--- DOCUMENT SECTION Enclosed Below ---
This Dancer Was About to Make Her Broadway Debut—Then COVID-19 Hit
Although Maria Dalanno, 18, has technically made her Broadway debut, she only got to do three preview performances.
“I performed on the Broadway stage, and it was the most amazing feeling ever,” she says. “I’d say that counts.”
When the pandemic took New York by storm in mid-March, Dalanno was already in her own whirlwind. Six weeks before, she had just wrapped up auditioning for university musical theater programs and had been accepted to the University of Michigan when she saw a Facebook post for an open call to understudy the featured role of Lydia in Mrs. Doubtfire on Broadway.
She sent in a tape on February 3. On February 6, she traveled to New York City for two rounds of callbacks and got the part on February 7. She had three days to move to New York from Ohio to start rehearsing.
“It was the craziest thing,” she says.
She joined the company with one month to learn her ensemble track and the role of Lydia, all while adjusting to living in New York on her own. She wasn’t thinking much about the coronavirus when previews opened on March 9. On March 12, her brother asked her what would happen if New York implemented a ‘pause’ order.
“I said, ‘Oh no, that won’t happen. It’ll be fine,” she says. Later that day, all Broadway shows announced a one-month closure that turned into an indefinite shut down.
--- End of Enclosed DOCUMENT SECTION ---
> **PARTS OF THE EXERCISE**
A: What specific calendar dates, given as month and day, appear in the article about Maria Dalanno? List all of them.
B: Answer these about the article about Maria Dalanno:
(i) How old is Maria Dalanno?
(ii) Which university accepted her into its program?
(iii) Which state did she move to New York from?
C: Retype the part of the article about Maria Dalanno starting at "When the pandemic" and ending at "Doubtfire on Broadway.".
You won't need the records for any of this.
--- EXCERPTED DATA Enclosed Below ---
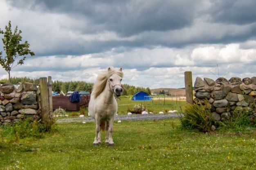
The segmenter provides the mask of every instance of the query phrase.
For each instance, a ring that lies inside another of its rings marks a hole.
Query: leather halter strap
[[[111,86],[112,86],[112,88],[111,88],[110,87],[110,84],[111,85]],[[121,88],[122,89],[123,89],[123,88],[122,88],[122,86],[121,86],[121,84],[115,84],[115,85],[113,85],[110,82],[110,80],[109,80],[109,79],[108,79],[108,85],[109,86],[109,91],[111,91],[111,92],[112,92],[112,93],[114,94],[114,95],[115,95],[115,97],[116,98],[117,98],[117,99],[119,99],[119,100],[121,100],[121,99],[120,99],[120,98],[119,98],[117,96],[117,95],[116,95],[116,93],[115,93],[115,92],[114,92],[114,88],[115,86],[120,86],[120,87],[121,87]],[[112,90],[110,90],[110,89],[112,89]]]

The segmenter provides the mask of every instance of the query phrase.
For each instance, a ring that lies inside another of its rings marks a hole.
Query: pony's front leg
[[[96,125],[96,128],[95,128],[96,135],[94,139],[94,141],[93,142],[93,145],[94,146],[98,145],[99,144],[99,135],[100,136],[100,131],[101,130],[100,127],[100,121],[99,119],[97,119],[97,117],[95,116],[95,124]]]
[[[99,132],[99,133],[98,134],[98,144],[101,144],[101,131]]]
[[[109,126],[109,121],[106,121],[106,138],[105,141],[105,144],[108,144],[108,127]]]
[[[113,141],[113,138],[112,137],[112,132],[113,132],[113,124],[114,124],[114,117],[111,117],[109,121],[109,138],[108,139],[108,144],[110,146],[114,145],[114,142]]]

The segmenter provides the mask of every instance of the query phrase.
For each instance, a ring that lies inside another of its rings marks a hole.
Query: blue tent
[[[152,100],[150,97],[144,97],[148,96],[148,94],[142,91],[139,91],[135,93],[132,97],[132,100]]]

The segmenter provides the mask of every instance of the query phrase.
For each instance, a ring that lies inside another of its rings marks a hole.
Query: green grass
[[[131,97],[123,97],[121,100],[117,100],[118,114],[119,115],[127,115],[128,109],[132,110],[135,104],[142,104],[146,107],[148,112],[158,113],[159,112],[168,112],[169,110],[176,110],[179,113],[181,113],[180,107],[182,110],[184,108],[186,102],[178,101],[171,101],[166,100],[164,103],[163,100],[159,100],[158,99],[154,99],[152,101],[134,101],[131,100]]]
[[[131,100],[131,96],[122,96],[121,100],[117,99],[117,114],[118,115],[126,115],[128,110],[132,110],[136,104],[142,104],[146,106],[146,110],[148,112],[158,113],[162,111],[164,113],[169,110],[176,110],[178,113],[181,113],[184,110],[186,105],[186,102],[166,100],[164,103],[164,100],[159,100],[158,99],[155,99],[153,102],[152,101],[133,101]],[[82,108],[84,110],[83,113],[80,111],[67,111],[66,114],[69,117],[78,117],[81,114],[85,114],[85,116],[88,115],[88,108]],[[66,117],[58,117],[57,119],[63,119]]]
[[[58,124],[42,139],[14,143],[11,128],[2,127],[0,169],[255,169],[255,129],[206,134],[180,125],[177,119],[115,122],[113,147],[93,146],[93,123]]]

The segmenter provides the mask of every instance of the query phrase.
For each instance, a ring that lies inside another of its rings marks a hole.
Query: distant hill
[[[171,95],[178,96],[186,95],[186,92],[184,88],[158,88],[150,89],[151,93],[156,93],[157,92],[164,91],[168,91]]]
--- End of Enclosed EXCERPTED DATA ---
--- EXCERPTED DATA Enclosed Below ---
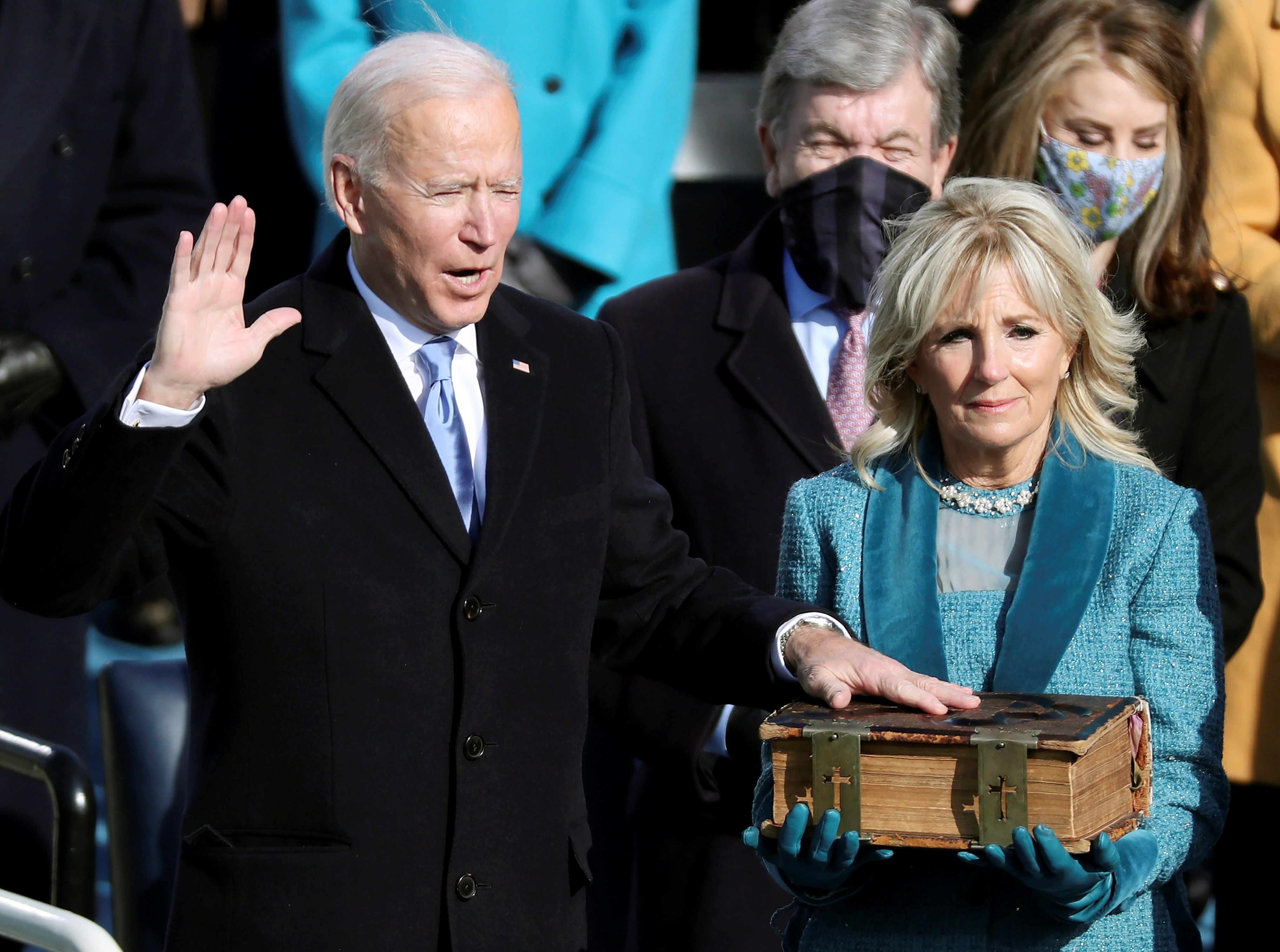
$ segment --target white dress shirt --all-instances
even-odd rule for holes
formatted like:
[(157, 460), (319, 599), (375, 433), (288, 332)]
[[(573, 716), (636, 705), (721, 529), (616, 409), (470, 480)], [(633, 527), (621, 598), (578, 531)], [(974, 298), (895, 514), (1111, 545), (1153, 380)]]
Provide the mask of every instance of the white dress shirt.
--- End of Enclosed EXCERPTED DATA ---
> **SOLUTION LIST**
A:
February 3
February 6
February 7
March 9
March 12

B:
(i) 18
(ii) The University of Michigan
(iii) Ohio

C:
When the pandemic took New York by storm in mid-March, Dalanno was already in her own whirlwind. Six weeks before, she had just wrapped up auditioning for university musical theater programs and had been accepted to the University of Michigan when she saw a Facebook post for an open call to understudy the featured role of Lydia in Mrs. Doubtfire on Broadway.